WRITTEN INSTRUCTION
Revise the items from the start through the line containing "92;276;550;302" by swapping "natural-language query string" for "plain-text description", keeping everything else unchanged.

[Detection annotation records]
· · · ·
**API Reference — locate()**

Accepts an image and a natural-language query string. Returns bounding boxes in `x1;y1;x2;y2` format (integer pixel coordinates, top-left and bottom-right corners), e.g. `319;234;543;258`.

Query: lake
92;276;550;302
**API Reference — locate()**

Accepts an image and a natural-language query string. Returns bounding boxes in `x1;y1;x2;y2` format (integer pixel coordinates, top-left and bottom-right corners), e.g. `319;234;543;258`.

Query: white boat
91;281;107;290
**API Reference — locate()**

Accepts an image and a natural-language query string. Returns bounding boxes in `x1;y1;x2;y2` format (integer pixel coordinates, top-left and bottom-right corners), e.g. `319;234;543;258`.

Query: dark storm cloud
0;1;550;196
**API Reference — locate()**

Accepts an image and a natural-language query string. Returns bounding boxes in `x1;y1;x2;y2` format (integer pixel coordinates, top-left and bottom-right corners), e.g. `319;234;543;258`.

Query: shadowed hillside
· · · ·
ANSWER FOR THIS EXERCISE
**API Reference — locate()**

Accepts an image and a plain-text description. Returns bounding boxes in `x1;y1;x2;y2` format (integer pixel coordinates, top-left and bottom-right corners), e.g. `319;234;543;258`.

Query: lake
92;276;550;302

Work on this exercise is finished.